→ **Requirement**: Put the records below into a JSON list of strings, one string per line with blank lines left out, starting at the first line and ending at the line that contains "[546, 233, 860, 571]". Include only those lines.

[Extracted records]
* BEGIN *

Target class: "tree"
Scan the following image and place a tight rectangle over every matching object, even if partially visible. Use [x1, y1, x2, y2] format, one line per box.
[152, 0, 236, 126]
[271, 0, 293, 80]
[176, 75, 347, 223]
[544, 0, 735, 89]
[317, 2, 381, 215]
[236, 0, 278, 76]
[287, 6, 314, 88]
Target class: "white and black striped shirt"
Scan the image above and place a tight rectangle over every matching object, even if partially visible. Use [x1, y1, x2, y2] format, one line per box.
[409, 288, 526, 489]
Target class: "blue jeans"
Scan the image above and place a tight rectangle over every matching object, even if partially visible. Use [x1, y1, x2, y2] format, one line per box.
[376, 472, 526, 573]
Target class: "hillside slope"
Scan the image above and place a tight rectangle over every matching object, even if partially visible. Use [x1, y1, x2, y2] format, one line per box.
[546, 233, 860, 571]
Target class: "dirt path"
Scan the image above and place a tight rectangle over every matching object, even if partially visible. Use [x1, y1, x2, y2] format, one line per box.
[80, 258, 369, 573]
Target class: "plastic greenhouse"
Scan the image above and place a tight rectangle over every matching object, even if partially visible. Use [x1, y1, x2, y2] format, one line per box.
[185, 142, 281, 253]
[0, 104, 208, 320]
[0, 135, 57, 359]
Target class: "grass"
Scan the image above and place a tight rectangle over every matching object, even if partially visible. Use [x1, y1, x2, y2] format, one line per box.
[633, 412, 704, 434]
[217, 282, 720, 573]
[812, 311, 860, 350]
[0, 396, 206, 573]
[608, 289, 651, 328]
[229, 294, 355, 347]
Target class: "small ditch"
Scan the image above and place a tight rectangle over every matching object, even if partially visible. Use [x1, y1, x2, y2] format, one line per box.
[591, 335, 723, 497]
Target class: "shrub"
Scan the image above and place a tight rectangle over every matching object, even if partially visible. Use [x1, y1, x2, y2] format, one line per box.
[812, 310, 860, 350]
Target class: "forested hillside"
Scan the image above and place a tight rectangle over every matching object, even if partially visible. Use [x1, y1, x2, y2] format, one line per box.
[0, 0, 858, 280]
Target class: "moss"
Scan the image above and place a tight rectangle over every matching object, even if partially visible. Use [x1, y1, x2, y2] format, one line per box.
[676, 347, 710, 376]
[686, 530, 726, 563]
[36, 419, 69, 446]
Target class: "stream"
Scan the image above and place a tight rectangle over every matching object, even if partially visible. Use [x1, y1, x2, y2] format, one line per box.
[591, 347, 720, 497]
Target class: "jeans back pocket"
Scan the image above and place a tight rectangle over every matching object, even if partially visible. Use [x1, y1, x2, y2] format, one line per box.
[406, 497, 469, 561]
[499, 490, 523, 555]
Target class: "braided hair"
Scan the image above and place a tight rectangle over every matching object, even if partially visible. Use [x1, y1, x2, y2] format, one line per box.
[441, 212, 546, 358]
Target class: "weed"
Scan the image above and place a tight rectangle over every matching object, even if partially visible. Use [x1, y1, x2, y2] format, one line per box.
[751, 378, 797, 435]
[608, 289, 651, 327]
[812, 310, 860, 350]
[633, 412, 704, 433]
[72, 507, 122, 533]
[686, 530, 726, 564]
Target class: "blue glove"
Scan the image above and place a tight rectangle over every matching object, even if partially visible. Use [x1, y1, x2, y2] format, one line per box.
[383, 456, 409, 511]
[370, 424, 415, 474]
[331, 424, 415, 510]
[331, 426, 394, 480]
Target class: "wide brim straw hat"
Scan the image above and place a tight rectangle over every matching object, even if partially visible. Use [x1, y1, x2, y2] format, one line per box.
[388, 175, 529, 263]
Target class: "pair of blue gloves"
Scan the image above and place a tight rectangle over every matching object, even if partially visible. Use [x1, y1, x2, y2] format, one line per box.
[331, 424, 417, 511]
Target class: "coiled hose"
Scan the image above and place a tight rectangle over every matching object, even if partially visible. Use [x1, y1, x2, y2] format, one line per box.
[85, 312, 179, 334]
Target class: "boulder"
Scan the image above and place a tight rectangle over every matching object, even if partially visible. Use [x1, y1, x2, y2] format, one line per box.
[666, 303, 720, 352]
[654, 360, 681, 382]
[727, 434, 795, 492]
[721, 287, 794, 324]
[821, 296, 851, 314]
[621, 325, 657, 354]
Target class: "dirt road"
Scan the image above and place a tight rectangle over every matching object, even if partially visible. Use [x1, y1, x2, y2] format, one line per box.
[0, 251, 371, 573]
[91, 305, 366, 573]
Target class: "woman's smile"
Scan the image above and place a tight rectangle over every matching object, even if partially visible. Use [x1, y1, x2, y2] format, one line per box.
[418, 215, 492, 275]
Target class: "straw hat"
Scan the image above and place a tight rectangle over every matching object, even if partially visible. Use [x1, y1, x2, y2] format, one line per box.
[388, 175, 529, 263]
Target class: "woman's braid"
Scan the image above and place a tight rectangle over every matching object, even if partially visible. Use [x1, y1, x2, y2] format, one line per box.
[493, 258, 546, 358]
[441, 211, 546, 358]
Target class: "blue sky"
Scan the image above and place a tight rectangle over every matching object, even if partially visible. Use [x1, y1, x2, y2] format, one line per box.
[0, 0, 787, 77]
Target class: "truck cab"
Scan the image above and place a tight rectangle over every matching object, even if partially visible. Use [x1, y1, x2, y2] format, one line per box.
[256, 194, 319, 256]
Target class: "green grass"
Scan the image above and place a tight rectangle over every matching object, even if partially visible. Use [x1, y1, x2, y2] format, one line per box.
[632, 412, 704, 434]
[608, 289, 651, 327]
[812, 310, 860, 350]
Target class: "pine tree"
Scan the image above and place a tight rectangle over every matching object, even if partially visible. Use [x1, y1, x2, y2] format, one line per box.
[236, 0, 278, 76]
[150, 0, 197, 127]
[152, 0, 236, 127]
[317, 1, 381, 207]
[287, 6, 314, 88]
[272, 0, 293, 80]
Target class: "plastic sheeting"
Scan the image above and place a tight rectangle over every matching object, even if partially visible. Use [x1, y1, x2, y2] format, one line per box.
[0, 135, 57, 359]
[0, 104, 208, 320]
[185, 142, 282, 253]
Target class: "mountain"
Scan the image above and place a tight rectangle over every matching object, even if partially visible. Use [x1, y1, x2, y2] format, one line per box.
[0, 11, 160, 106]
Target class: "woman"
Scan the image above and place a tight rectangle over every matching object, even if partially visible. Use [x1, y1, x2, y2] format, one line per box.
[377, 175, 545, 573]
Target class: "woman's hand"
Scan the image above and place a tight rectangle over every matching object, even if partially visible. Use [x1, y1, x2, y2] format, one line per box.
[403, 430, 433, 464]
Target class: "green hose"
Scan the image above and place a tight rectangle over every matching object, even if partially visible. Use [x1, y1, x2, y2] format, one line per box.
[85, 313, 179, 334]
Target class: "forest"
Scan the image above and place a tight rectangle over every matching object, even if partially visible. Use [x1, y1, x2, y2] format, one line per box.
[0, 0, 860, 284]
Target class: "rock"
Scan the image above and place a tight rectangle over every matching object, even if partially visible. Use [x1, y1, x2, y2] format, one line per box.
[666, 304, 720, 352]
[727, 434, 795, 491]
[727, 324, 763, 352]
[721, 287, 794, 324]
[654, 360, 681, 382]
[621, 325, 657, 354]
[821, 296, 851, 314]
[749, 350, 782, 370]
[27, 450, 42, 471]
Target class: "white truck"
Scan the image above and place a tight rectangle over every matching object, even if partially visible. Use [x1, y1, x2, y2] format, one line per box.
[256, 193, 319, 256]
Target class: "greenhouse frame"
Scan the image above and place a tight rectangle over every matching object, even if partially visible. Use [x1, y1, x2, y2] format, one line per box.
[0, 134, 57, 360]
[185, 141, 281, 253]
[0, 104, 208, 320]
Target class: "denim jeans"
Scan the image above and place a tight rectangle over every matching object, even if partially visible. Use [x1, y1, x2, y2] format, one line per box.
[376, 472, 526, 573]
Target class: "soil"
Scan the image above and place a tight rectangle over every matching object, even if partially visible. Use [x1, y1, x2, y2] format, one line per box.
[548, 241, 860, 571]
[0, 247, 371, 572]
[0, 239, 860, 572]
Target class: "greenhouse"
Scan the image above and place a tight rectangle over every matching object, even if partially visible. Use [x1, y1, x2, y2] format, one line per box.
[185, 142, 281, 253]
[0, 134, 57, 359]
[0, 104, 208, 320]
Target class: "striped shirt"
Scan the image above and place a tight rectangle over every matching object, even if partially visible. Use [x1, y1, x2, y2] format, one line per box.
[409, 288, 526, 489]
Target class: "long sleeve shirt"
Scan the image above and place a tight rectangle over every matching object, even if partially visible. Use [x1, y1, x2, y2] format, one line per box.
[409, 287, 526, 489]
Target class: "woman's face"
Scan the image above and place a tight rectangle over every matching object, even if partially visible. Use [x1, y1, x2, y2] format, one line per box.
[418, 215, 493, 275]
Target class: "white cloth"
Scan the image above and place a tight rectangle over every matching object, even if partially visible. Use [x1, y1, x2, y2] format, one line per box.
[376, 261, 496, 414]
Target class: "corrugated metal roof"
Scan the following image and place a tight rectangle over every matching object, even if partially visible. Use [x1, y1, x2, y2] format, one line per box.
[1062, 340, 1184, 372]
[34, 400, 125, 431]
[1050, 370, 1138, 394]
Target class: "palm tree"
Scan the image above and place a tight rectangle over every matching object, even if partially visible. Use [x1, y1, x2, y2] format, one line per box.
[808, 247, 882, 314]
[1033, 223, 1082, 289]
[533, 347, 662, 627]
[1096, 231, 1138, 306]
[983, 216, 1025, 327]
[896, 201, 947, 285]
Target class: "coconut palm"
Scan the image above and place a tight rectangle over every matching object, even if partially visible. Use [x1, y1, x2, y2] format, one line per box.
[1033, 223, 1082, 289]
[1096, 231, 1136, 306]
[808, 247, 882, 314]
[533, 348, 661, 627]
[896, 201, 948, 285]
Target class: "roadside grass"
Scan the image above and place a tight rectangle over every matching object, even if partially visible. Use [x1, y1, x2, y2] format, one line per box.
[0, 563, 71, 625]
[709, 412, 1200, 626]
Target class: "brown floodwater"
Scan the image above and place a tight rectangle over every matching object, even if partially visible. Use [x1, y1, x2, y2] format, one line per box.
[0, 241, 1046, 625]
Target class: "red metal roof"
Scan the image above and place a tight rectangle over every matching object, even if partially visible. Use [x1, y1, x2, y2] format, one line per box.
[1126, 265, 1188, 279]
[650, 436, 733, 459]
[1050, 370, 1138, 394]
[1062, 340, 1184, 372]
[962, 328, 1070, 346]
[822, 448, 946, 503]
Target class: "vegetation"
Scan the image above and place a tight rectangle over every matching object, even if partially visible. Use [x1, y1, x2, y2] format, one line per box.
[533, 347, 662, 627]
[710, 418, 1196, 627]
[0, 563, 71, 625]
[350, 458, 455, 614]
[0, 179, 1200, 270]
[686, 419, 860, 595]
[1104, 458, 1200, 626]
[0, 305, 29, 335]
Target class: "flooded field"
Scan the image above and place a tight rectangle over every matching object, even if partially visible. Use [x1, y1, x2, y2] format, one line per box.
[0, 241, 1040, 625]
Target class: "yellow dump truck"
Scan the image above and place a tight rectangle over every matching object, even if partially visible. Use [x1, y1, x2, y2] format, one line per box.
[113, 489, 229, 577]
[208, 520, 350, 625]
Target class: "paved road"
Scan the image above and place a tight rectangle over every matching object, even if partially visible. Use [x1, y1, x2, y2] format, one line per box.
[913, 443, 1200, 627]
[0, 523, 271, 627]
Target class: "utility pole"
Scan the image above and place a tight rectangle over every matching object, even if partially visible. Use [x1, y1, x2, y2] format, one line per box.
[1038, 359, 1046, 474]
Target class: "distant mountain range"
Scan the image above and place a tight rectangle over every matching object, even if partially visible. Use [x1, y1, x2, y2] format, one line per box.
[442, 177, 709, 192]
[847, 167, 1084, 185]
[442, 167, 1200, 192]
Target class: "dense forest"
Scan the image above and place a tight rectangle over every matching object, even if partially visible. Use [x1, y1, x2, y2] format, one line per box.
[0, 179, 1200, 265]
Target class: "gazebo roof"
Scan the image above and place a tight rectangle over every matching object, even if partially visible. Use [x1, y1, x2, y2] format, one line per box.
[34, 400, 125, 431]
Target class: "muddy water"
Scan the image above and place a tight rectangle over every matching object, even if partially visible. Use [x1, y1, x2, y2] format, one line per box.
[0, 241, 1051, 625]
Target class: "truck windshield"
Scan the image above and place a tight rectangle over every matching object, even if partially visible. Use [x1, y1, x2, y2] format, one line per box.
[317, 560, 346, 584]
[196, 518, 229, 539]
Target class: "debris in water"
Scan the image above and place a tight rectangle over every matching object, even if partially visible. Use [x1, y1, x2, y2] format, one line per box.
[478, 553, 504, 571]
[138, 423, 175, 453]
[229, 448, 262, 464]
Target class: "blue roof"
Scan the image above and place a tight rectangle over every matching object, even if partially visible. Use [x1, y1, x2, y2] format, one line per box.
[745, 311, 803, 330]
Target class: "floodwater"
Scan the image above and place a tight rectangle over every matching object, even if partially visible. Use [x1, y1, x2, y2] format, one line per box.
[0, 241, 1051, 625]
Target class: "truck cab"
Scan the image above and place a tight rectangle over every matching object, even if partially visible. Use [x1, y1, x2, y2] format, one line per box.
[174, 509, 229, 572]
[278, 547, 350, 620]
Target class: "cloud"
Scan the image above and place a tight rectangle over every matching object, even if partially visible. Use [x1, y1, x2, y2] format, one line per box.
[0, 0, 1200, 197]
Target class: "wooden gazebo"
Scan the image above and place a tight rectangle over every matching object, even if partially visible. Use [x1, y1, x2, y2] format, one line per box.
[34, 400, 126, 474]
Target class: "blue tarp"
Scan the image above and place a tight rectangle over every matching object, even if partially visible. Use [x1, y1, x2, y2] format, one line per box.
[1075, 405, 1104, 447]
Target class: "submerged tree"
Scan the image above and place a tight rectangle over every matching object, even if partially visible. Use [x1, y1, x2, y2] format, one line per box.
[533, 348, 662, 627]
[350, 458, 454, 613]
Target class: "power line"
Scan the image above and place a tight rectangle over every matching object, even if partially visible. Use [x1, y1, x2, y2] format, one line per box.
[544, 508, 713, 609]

* END *

→ **Correct result**:
[
  "Target class: \"tree\"",
  "Scan the following image and place a tight rectangle over every matching object, even if partially visible. Use [x1, y1, x2, y2] format, one line per box.",
  "[152, 0, 236, 126]",
  "[271, 0, 293, 80]",
  "[176, 75, 347, 223]",
  "[544, 0, 735, 89]",
  "[317, 2, 381, 215]",
  "[236, 0, 278, 76]",
  "[287, 6, 314, 88]",
  "Target class: \"white and black striped shirt\"",
  "Scan the image above and place a tight rectangle over every matching object, even if partially visible. Use [x1, y1, x2, y2] format, one line per box.",
  "[409, 288, 526, 489]",
  "Target class: \"blue jeans\"",
  "Scan the image above and place a tight rectangle over every matching object, even if partially visible. Use [x1, y1, x2, y2] format, one line per box.",
  "[376, 472, 526, 573]",
  "Target class: \"hillside slope\"",
  "Scan the image above and place a tight rectangle over every matching object, even if partially visible. Use [x1, y1, x2, y2] format, one line per box.",
  "[546, 233, 860, 571]"
]